**Texte source**
_ _ _ _ _ _ _
Tourisme à la franchouillarde

Ah l’été ! Vous avez peut-être cassé le petit cochon cette année pour vous envoler vers de lointaines et exotiques contrées, faites de sable blanc, de palmiers balançant doucement leurs feuilles au gré d’une brise légère, de ciels turquoise et sans nuages.


Oui, mais voilà, vous ce qui vous colle la méga pétoche, c’est la perspective d’être loin, justement. Loin de ces bons Français, piètres touristes et qui n’aiment rien tant que déguster leur sempiternelle garbure, même en été, en version béarnaise (soupe au pistou, aux orties, ttoro, bouillabaisse pour les autres).

Je ne dis pas, c’est bon une garbure, très bon même, mais il ne faudrait pas oublier le précepte utile au moment du voyage : “À Rome, fais/vis comme les Romains”. La seule exception que tolèrent nos franchouillards, c’est de temps en temps, de remplacer leur soupette par un “ventrêche-oeuf”, audace suprême. Et vous, justement, c’est ce Gaulois là que vous avez peur de regretter une fois arrivé dans votre lieu de villégiature lointain.
_ _ _ _ _ _ _
**Données extraites**
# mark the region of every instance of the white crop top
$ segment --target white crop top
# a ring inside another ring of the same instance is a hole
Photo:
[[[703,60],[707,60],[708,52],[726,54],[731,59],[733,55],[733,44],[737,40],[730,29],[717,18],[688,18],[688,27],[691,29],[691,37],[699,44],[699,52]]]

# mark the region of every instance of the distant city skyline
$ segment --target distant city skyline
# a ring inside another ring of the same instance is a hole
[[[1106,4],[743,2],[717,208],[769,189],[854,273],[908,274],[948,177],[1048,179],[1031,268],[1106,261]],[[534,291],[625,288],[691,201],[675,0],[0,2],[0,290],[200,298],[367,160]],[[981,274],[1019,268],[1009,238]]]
_ _ _ _ _ _ _
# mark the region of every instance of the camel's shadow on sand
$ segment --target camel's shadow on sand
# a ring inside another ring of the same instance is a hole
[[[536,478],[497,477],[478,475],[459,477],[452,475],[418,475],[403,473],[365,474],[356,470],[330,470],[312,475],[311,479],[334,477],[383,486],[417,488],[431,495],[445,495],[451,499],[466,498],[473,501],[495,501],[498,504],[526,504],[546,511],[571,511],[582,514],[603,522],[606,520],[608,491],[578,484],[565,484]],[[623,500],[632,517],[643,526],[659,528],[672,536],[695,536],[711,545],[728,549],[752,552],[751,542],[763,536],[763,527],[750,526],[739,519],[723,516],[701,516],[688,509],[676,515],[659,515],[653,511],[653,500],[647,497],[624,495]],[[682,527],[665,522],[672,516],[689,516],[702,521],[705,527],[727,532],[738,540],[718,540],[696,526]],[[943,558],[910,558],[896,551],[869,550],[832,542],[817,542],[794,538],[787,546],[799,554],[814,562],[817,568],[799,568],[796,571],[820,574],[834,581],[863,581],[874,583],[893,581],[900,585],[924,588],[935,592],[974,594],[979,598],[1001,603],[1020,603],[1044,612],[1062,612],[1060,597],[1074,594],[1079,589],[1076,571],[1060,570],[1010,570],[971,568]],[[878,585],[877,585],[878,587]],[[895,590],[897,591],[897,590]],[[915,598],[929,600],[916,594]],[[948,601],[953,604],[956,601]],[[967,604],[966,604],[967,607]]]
_ _ _ _ _ _ _
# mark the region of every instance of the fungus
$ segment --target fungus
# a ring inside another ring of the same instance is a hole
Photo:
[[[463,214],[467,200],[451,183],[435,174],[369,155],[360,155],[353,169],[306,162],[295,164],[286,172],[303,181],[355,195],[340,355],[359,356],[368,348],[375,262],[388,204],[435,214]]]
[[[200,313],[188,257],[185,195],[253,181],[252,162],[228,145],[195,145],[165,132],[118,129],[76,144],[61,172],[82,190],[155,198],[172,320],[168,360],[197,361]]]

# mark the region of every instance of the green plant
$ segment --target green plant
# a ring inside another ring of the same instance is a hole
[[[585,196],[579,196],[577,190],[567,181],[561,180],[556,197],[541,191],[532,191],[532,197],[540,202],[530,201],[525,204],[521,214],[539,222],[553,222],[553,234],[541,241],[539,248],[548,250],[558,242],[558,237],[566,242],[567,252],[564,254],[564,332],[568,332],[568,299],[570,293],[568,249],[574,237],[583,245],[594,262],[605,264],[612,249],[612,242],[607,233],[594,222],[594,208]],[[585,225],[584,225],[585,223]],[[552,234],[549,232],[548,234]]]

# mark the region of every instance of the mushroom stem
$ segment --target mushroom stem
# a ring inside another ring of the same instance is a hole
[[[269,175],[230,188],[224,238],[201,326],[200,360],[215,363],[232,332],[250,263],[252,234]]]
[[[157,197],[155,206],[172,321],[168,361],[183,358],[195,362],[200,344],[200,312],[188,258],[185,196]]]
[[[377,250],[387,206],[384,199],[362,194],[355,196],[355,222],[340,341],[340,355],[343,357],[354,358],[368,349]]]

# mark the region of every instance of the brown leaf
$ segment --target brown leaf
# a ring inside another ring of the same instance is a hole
_ _ _ _ _ _ _
**Travail à faire**
(1) D'après le texte sur le tourisme à la franchouillarde, quelle est la seule exception que tolèrent les franchouillards ?
(2) Poursuivez le texte sur le tourisme à la franchouillarde après sa dernière phrase.

**Corrigés**
(1) Remplacer de temps en temps leur soupette par un « ventrêche-oeuf ».

(2)
Rassurez-vous, partout dans le monde, le Français est facilement reconnaissable. Voici juste quelques spécimens que vous allez nécessairement croiser, ailleurs, loin, très loin, et grâce à ces compatriotes, vous vous sentirez moins esseulés en plein coeur de l’océan Indien, et pourrez enfin parler des vrais sujets d’intérêt qui cimentent la nation : le dernier épisode de Louis la Brocante, ou si Julie Lescaut va revenir à la télé ?!

D’abord, le saint Graal incontournable. Le guide du Routard. Le Français se le trimballe forcément, le laisse négligemment traîner sur la table du café, histoire d’attirer les proximités chauvines. Il n’espère pas ici obtenir un apéro gratuit, non c’est un acte nationaliste : poser le Routard sur la table, c’est comme planter le drapeau français en territoire inconnu (et donc hostile).

En creusant un peu le sujet, vous apprendrez que le véritable passionné dispose généralement d’éditions concernant des pays qu’il ne visitera pas avant le retour du Franc, et quand vous le lui faites remarquer, assène un “Ben quoi, j’ai pas trouvé mieux et plus économique pour voyager depuis mon canapé.” Ça se défend.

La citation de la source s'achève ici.